## The problem
Rewrite the records below, starting with the line that contains "In the screenshot above, highlight the wicker ottoman" and going on through the line that contains "[523,174,629,204]", with "sky" replaced by "open sky" and everything else left unchanged. Give only those lines.

## Items

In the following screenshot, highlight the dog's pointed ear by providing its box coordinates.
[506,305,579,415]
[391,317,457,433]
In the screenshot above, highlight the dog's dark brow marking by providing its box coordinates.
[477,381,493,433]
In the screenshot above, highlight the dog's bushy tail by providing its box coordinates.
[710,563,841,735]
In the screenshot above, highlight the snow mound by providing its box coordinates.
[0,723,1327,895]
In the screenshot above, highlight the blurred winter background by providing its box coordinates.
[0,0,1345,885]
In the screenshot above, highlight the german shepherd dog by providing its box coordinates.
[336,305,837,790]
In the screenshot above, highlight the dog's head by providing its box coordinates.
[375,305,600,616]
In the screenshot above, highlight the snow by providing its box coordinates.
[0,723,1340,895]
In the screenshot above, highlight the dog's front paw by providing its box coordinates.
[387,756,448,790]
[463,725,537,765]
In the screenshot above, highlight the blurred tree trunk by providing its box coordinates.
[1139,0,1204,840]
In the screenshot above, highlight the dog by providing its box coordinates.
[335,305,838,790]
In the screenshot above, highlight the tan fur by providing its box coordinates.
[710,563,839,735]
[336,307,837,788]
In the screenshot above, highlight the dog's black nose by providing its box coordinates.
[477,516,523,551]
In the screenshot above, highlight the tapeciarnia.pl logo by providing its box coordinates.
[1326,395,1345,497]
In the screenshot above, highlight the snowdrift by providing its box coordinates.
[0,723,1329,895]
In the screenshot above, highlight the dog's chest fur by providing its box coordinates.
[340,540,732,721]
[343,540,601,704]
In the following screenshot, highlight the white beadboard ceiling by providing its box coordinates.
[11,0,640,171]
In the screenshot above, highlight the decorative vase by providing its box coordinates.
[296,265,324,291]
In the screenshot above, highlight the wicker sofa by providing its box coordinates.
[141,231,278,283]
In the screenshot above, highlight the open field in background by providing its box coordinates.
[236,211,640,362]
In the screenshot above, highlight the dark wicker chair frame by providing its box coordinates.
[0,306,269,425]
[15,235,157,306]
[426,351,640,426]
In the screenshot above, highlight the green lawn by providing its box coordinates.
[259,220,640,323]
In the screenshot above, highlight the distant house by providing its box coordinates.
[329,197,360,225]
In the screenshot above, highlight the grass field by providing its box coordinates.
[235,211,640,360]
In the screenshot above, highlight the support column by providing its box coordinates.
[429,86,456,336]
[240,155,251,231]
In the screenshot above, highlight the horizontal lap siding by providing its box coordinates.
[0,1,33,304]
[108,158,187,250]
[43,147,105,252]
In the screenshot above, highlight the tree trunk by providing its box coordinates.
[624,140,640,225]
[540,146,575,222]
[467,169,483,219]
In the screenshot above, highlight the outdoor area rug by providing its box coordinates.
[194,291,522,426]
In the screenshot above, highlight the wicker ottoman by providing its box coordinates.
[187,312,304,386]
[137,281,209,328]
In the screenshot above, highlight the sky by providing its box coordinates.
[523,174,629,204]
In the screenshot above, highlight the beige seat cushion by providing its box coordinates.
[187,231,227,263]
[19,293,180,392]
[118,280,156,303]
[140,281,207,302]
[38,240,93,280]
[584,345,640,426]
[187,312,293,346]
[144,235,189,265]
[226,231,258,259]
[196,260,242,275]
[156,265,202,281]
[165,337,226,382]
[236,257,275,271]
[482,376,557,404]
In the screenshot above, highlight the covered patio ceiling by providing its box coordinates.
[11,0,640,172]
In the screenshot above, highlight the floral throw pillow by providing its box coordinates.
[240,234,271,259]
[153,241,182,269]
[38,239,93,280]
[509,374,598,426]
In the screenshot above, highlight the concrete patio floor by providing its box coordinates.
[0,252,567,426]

## Exercise response
In the screenshot above, highlight the wicker ottoman by providing its box coordinates.
[187,312,304,386]
[137,281,209,328]
In the screenshot above, highlight the open sky by providing its box coordinates.
[523,174,629,204]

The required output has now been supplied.